* **TEKSTFRAGMENT**
======

De orgels van de H. Nicolaaskerk

De H. Nicolaaskerk beschikt over drie bijzondere historische orgels:

Het Garrels-orgel werd tussen 1739 en 1742 door Rudolph Garrels gebouwd voor de kerk die toen op de plek stond waar nu de H. Nicolaaskerk staat. Het orgel werd gebouwd in opdracht van de Burgemeester van Purmerend, vandaar dat het wapen van Purmerend boven op het orgel staat.

Bij de bouw heeft Rudolph Garrels gebruik gemaakt van pijpen en andere onderdelen van orgels die eerder in de kerk gestaan hebben. De oudste pijpen van het orgel stammen uit het jaar 1550.

Een aantal elementen maken het Garrels-orgel tot een uniek instrument:

– Rudolph Garrels heeft maar twee grote orgels gebouwd, in Maassluis en Purmerend.

– Wegens gebrek aan hoogte in het voormalig kerkgebouw paste Rudolph Garrels het principe van het “Hamburger prospect” toe, wat zich onder andere kenmerkt door de dominante lange pijpen aan de weerszijden en de pedaaltorens. Het Hamburger prospect heeft in Nederland nauwelijks navolging gehad.

– De meeste pijpen hebben een hoog lood gehalte, deze samenstelling van het materiaal van de pijpen is bijzonder. Het Garrels-orgel heeft ongeveer 2750 pijpen.

In 1854 werd het Garrels-orgel overgeplaatst naar de huidige kerk. Toen het kerkgebouw werd omgevormd tot cultureel centrum is het orgel uit de kerk verwijderd, waarna het 27 jaar in opslag heeft gestaan. Van 2001 tot 2003 is het orgel gerestaureerd en teruggeplaatst in de H. Nicolaaskerk.

Het Witte-orgel is vernoemd naar z’n bouwer, Christian Gottlieb Friederich Witte en werd in 1864 gebouwd voor de Doopsgezinde kerk in de Kanaalstraat in Purmerend.

======

* **GEGEVEN MATERIAAL**
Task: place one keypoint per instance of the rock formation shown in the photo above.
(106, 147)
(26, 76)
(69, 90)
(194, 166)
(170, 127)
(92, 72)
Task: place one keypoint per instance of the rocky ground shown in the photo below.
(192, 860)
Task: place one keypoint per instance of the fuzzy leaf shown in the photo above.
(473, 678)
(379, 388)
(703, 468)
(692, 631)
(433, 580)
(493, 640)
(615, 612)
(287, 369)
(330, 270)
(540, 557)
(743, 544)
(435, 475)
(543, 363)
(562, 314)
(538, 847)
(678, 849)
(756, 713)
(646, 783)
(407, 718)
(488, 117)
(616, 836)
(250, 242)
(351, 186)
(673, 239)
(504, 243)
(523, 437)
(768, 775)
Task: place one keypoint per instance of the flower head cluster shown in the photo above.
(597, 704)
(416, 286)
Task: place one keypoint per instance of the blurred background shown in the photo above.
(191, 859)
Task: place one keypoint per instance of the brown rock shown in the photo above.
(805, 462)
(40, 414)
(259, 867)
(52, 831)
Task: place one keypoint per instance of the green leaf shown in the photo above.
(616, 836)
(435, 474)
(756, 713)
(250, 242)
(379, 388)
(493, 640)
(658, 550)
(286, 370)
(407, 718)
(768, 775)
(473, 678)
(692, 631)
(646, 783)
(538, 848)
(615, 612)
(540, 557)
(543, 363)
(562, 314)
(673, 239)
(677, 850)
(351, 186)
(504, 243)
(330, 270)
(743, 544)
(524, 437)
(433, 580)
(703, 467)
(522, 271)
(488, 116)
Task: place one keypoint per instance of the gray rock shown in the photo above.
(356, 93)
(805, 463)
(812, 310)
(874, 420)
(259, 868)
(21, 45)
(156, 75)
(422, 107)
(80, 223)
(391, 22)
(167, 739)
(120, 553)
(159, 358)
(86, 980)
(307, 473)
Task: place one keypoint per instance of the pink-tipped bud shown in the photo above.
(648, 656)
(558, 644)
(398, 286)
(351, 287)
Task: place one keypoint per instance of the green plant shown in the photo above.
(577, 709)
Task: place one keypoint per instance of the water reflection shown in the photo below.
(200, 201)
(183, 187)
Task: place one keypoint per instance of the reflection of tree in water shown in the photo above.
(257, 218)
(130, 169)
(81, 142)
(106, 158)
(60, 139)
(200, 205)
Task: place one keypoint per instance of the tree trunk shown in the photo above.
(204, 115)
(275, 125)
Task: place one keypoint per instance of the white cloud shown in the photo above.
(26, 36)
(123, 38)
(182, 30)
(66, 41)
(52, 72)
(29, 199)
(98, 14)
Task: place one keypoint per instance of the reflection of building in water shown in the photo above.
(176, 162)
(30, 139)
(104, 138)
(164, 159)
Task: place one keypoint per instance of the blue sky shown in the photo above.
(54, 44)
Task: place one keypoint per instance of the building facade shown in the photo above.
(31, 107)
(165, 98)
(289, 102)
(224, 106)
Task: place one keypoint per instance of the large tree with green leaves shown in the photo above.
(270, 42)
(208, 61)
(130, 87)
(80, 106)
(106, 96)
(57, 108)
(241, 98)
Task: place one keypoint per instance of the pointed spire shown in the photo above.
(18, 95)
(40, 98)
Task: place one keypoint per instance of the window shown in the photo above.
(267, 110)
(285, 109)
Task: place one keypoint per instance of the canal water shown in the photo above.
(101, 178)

======

* **OPDRACHTEN**
(1) Beantwoord deze vragen met de tekst over de orgels:
(a) In welke jaren bouwde Rudolph Garrels het Garrels-orgel?
(b) Uit welk jaar stammen de oudste pijpen van het Garrels-orgel?
(c) Hoeveel jaar heeft het Garrels-orgel in opslag gestaan?
(2) Neem uit de tekst over de orgels letterlijk het deel over dat begint met de woorden "Bij de bouw" en eindigt met "het jaar 1550.".
(3) Zeg van elke bewering of ze klopt met de tekst over de orgels:
(a) Het Garrels-orgel werd gebouwd in opdracht van de Burgemeester van Purmerend.
(b) Rudolph Garrels bouwde drie grote orgels.
(c) Het Witte-orgel werd gebouwd voor de H. Nicolaaskerk.
Het materiaal staat los van de tekst over de orgels.

* **ANTWOORDEN**
(1)
(a) Tussen 1739 en 1742.
(b) Uit 1550.
(c) 27 jaar.

(2)
Bij de bouw heeft Rudolph Garrels gebruik gemaakt van pijpen en andere onderdelen van orgels die eerder in de kerk gestaan hebben. De oudste pijpen van het orgel stammen uit het jaar 1550.

(3)
(a) Ja: "Het orgel werd gebouwd in opdracht van de Burgemeester van Purmerend".
(b) Nee: "Rudolph Garrels heeft maar twee grote orgels gebouwd, in Maassluis en Purmerend."
(c) Nee: "werd in 1864 gebouwd voor de Doopsgezinde kerk in de Kanaalstraat in Purmerend".